EXERCISE: Return the full listing exactly as it is written.

## Start PROVIDED MATERIAL

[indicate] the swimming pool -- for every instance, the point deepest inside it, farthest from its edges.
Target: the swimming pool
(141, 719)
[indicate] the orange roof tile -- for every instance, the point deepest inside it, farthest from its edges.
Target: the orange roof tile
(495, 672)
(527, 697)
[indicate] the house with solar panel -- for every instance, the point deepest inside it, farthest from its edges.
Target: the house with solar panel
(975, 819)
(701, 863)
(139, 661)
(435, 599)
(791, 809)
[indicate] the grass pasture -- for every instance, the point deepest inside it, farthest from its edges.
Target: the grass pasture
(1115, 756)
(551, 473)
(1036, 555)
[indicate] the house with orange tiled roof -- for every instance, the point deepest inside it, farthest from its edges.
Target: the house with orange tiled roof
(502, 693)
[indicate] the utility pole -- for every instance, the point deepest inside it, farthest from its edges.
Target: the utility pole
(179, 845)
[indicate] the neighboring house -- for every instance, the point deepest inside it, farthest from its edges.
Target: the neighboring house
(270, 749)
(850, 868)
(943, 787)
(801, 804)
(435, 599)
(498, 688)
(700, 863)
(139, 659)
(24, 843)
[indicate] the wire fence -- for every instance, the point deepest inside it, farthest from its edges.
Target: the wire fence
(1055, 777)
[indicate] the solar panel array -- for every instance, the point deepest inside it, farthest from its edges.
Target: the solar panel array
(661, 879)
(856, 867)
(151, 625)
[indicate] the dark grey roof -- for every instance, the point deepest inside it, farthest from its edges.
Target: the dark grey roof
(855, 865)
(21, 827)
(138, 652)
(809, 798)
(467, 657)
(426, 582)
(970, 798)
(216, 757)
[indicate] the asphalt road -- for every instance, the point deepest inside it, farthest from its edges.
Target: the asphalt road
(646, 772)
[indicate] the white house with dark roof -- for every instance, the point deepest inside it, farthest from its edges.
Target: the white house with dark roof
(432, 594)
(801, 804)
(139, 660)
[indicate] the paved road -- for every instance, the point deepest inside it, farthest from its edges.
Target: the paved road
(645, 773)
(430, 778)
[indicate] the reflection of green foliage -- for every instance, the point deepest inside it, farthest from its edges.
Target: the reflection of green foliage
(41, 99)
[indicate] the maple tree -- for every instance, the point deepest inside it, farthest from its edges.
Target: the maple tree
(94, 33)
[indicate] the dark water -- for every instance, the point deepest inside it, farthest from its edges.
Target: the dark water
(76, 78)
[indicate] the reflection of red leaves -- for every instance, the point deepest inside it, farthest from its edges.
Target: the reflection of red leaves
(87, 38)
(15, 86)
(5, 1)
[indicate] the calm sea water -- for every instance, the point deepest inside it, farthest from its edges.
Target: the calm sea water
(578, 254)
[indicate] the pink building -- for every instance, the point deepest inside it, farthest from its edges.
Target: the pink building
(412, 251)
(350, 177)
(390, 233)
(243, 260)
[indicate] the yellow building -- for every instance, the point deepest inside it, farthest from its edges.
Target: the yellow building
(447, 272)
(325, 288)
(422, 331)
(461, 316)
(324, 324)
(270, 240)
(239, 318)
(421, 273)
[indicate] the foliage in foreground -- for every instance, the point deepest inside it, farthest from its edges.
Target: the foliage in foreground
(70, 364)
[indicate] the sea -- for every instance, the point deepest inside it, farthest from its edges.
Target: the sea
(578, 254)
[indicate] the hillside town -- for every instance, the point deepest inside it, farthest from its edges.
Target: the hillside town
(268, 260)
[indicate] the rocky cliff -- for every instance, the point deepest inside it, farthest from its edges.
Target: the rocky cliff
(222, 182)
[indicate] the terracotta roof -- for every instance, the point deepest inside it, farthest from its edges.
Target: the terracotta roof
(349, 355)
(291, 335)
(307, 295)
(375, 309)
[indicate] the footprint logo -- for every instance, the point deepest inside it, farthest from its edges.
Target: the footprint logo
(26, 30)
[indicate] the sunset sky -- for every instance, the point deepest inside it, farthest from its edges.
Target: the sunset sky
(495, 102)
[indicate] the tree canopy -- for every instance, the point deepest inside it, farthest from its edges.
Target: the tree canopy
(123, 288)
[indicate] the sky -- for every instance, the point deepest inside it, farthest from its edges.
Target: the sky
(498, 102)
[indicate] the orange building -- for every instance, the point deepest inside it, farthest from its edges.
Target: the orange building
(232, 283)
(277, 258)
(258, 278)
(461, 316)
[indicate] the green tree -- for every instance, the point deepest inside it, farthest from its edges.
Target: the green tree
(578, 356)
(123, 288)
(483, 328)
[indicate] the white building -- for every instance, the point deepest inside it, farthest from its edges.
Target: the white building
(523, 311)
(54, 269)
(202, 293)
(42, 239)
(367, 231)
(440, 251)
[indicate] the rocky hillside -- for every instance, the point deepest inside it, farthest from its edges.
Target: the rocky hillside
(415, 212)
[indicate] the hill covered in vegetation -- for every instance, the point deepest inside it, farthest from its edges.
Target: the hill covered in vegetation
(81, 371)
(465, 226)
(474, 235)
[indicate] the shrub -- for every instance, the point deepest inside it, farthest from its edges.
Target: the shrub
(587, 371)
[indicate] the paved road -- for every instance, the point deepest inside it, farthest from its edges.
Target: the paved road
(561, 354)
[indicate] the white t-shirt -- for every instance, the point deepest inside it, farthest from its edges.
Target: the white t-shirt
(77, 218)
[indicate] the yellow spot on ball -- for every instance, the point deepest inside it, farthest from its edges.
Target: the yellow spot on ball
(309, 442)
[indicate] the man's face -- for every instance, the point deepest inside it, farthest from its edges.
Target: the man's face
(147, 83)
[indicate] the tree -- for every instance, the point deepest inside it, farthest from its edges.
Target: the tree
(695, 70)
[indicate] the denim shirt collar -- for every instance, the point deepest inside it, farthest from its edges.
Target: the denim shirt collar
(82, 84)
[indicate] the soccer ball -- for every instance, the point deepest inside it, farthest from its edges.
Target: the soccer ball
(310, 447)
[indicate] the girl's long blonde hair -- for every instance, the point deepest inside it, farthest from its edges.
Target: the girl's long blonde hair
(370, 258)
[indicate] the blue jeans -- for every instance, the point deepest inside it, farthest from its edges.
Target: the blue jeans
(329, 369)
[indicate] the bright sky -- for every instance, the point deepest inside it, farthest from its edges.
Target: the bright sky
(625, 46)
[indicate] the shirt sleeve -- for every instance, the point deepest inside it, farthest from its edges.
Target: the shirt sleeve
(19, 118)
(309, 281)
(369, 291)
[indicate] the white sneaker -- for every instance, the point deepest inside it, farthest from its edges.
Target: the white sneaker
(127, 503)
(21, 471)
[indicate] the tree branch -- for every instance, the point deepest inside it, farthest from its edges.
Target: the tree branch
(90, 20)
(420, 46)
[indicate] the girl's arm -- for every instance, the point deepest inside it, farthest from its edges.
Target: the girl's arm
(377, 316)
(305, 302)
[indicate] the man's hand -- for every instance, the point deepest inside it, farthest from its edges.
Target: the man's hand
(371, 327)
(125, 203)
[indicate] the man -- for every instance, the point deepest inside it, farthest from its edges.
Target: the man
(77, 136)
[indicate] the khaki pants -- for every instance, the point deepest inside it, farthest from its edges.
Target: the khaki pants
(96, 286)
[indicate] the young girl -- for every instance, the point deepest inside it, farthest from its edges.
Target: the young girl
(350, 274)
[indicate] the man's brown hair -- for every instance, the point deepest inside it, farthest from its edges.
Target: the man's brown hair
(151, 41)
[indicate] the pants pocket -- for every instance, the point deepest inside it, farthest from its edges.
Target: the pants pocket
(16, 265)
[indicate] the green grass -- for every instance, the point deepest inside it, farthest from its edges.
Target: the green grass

## End PROVIDED MATERIAL

SOLVED PROBLEM:
[indicate] the swimming pool -- for every instance, the point deepest inside it, farthest from its edges.
Target: the swimming pool
(141, 719)
[indicate] the orange roof tile -- for every instance, the point deepest inside it, farthest from its edges.
Target: the orange roof tile
(495, 672)
(527, 697)
[indicate] the house with solar panel -- for every instance, the point deepest inside it, farthest from its edges.
Target: the house with solar panel
(975, 819)
(701, 863)
(139, 661)
(435, 599)
(791, 809)
[indicate] the grass pasture -- for every instance, the point deepest inside it, farthest from its edges.
Target: the grass pasture
(1115, 756)
(551, 473)
(1036, 555)
[indicate] the house with orange tiled roof -- for every instance, the point deepest inside it, farthest from its edges.
Target: the house with orange tiled roof
(502, 693)
[indicate] the utility pole -- for every instance, the point deepest inside it, farthest from its edges.
Target: the utility pole
(179, 845)
[indicate] the neighboring house -- for every instance, the point deepest inside it, farthest from its edges.
Target: the neighboring house
(270, 749)
(850, 868)
(943, 787)
(801, 804)
(435, 599)
(498, 688)
(700, 863)
(139, 659)
(24, 843)
[indicate] the wire fence -- for every instance, the point deepest inside it, farthest from its edges.
Target: the wire fence
(1055, 777)
[indicate] the solar panel array -- for every instance, the point deepest inside it, farthest from its edges.
Target: the solar panel array
(661, 879)
(856, 867)
(151, 625)
[indicate] the dark grey roof -- for every instance, the point deepest inside it, farthest from its edges.
Target: the dark grey roof
(855, 865)
(21, 827)
(138, 652)
(809, 798)
(467, 657)
(426, 582)
(970, 798)
(216, 757)
[indicate] the asphalt road -- for every instance, the point deepest inside it, farthest from its edges.
Target: the asphalt road
(646, 772)
[indicate] the white house with dark roof -- for every instance, the point deepest inside it, farthest from its edges.
Target: the white house with dark roof
(432, 594)
(801, 804)
(139, 660)
[indicate] the paved road -- for every instance, the point deepest inside it, farthest from its edges.
Target: the paved road
(645, 773)
(430, 778)
[indicate] the reflection of green foliage -- for every instance, the point deepest inside it, farthest from its edges.
Target: the reflection of green foliage
(41, 99)
[indicate] the maple tree -- for every instance, the point deepest inside it, farthest from its edges.
Target: the maple tree
(94, 33)
[indicate] the dark water -- for every instance, the point deepest inside it, farthest from its edges.
Target: the dark water
(76, 78)
[indicate] the reflection of red leaves -- for every instance, the point deepest inside it, farthest from its edges.
Target: the reflection of red leaves
(87, 38)
(15, 86)
(5, 1)
[indicate] the calm sea water -- for every instance, the point deepest inside it, farthest from its edges.
Target: the calm sea water
(578, 254)
[indicate] the pink building -- for every instance, the point deepest inside it, farthest from its edges.
Target: the pink building
(412, 251)
(350, 177)
(390, 233)
(243, 260)
[indicate] the yellow building -- for every instance, the point deepest inside it, farthest from its edges.
Target: the yellow building
(447, 272)
(325, 288)
(422, 331)
(461, 316)
(324, 324)
(270, 240)
(239, 318)
(421, 273)
[indicate] the foliage in foreground -- for every instance, the point deepest inside it, farthest from its edges.
Target: the foliage in foreground
(70, 364)
[indicate] the sea -- for every instance, the point deepest inside it, farthest from its edges.
Target: the sea
(578, 254)
[indicate] the hillside town -- for every instance, the point deepest inside it, farthest from its edges.
Target: the hillside town
(268, 260)
[indicate] the rocky cliff -- for every instance, the point deepest inside it, farthest from its edges.
Target: the rocky cliff
(222, 182)
[indicate] the terracotta roof -- for every instance, the point deepest inside it, farthest from its edges.
Target: the terracotta roof
(349, 355)
(291, 335)
(307, 295)
(375, 309)
[indicate] the footprint logo -- for every instance, the point deepest inside it, farthest from its edges.
Target: the footprint logo
(26, 30)
[indicate] the sunset sky -- for every instance, the point deepest inside it, farthest from its edges.
Target: the sunset sky
(495, 102)
[indicate] the tree canopy -- for every instance, the point deepest inside it, farthest from its edges.
Target: the tree canopy
(123, 288)
[indicate] the sky -- for every instance, the point deepest inside it, farthest from its edges.
Target: the sky
(498, 102)
[indicate] the orange building -- for every instance, the point deepest inside it, farthest from its edges.
Target: the orange building
(232, 283)
(277, 258)
(258, 278)
(461, 316)
[indicate] the green tree -- for every instance, the point deepest inside it, farthest from its edges.
Target: the green tree
(578, 356)
(123, 288)
(483, 328)
[indicate] the white building -- for every instance, the point deepest inside it, farthest from its edges.
Target: the white building
(523, 311)
(54, 269)
(202, 293)
(42, 239)
(367, 231)
(440, 251)
[indicate] the rocky hillside -- for every instance, the point deepest inside it, farthest from its edges.
Target: the rocky hillside
(415, 212)
[indicate] the hill covered in vegetation -- for every instance, the point deepest inside it, farthest from its edges.
Target: the hill covered in vegetation
(81, 371)
(465, 226)
(474, 235)
[indicate] the shrub -- for every instance, the point deepest inside it, farthest from its edges.
Target: the shrub
(587, 371)
[indicate] the paved road -- for every instance, the point deepest inside it, farthest from its edges.
Target: the paved road
(561, 354)
[indicate] the white t-shirt -- for every instance, the point deepest inside it, farthest from its edges.
Target: the white t-shirt
(77, 218)
[indicate] the yellow spot on ball -- for every instance, the point deepest inside it, farthest from its edges.
Target: the yellow spot on ball
(309, 442)
[indicate] the man's face -- for every instance, the point deepest inside it, farthest from its edges.
Target: the man's face
(147, 83)
[indicate] the tree -- for every instance, the point deepest inside it, farthest from its edges.
Target: the tree
(695, 70)
[indicate] the denim shirt collar -- for every instance, the point deepest inside it, farthest from its edges.
Target: the denim shirt collar
(82, 84)
[indicate] the soccer ball -- for every instance, the point deepest inside it, farthest from its edges.
Target: the soccer ball
(310, 447)
[indicate] the girl's long blonde hair -- for every instance, the point deepest inside it, farthest from its edges.
Target: the girl's long blonde hair
(370, 258)
[indicate] the blue jeans -- for every instance, the point deepest inside it, farthest from its edges.
Target: the blue jeans
(329, 369)
[indicate] the bright sky -- for every instance, the point deepest inside it, farthest from its edges.
Target: the bright sky
(625, 46)
[indicate] the shirt sleeve -- for every instance, the point deepest inside it, farthest from its edges.
Target: the shirt sleeve
(19, 118)
(309, 281)
(369, 291)
[indicate] the white sneaker -- for every instance, the point deepest inside it, farthest from its edges.
Target: the white sneaker
(127, 503)
(21, 471)
[indicate] the tree branch -- for every instance, the point deepest inside it, farthest from its edges.
Target: the tree branch
(90, 20)
(420, 46)
[indicate] the girl's arm -- for every instance, the point deepest inside it, farthest from its edges.
Target: the girl's arm
(377, 316)
(305, 302)
[indicate] the man's hand -- for every instance, the point deepest inside it, farthest from its edges.
Target: the man's hand
(371, 327)
(125, 203)
[indicate] the man -- for every instance, the point deepest inside it, farthest from its edges.
Target: the man
(77, 136)
[indicate] the khaki pants -- for every instance, the point deepest inside it, farthest from its edges.
Target: the khaki pants
(96, 286)
[indicate] the young girl -- for every instance, the point deepest inside it, farthest from its edges.
Target: the young girl
(350, 274)
[indicate] the man's brown hair -- for every instance, the point deepest inside it, farthest from its edges.
Target: the man's brown hair
(151, 41)
[indicate] the pants pocket -- for every instance, the point deepest inside it, farthest from its edges.
Target: the pants pocket
(16, 265)
[indicate] the green grass -- for every instance, the point deepest inside it, farthest from its edges.
Target: the green grass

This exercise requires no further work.